## 原文
「登山用レインウェア」にはどんな機能が必要?
山の天気は変わりやすく、晴れていてもいつ急に雨が降り出すかわかりません。登山においてレインウェアの所持は必須とされており、これから登山をはじめるという方がまず最初に揃えておくべき装備といえます。
登山用レインウェアは、100円ショップに売っているような透明のビニールカッパ、というわけにはいきません。
衣類内のムレを放出する「透湿性」、雨の侵入を防ぐ「防水性」、吹きつける風をシャットダウンする「防風性」、登山中の岩との擦れや枝の引っかけでも破れない「耐久性」など、多くの機能が求められます。
これらの機能がしっかりしていないと、濡れや冷えは体温の低下をまねき、低体温症や行動不能などの遭難リスクを高めることに。そのため、山の環境に対応できる機能をもったレインウェアを準備しておく必要があります。
登山道具はとにかく高い!少しでも安く抑えたいけど……
そんな登山用レインウェアですが、難点は値段がとにかく高いこと……。モデルや素材にもよりますが、上下セットで買うと5万円以上になることも珍しくありません。
他にも、登山をはじめるには靴やザック、帽子やヘッドライトなど、多くのアイテムを揃えなければなりません。ただでさえ初期投資が大きいスポーツなので、レインウェアもリーズナブルで高機能な製品があれば一番嬉しいですよね。

## 保存データ
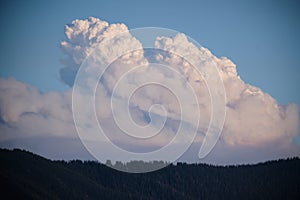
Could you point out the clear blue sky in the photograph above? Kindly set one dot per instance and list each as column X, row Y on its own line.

## 作業指示
a. 登山用レインウェアの文章をもとに、次の問いに答えて。
(i) 登山をはじめる人がまず最初に揃えておくべき装備として挙げられているものは何か。
(ii) 「吹きつける風をシャットダウンする」機能は何と呼ばれているか。
(iii) 登山用レインウェアを上下セットで買うと、いくら以上になることも珍しくないとされているか。
b. 登山用レインウェアの文章を、最後の文の後から書き継いでください。

## 回答
a.
(i) レインウェア
(ii) 防風性
(iii) 5万円以上

b.
そこでおすすめしたいのが、スポーツメーカー<ミズノ>の登山用レインウェア『ベルグテックEX ストームセイバーⅥ(以下、ベルグテックEX)』。1996年に元祖となる「ストームセイバー」が登場し、現行は六代目。多くの登山者に愛されるロングセラーモデルです。
「登山に興味はあるけど、どこまでやるかわからない」「そこまでお金をかけられないけど、安心して使えるレインウェアが欲しい」そんなエントリーユーザーのみなさんに、自信をもっておすすめできる名作です。
抜きんでたコスパを誇る、ミズノの人気レインウェア
最大の利点は、圧倒的なコスパの高さにあります。ベルグテックEXの価格は上下セットで14,500円(税込15,950円)! 一般的な登山用レインウェアの半額に近い価格です。
【レビュー】質実剛健!雨の登山も安心して任せられるレインウェア
ベルグテックEXを実際に使ってみて、低価格帯のレインウェアとは思えないほどの機能性の高さと充実ぶりに驚かされました。
決して特筆した機能があるわけではありませんが、登山に求められる機能が十分に備わったスタンダードなレインウェアです。
文句なしの防水撥水性。ロングスパンで使い込める
撥水性は高く、コロコロと水を弾いてくれます。1ヶ月使い込むなかでも、毎回メンテナンスをすることで機能の低下を感じることはありませんでした。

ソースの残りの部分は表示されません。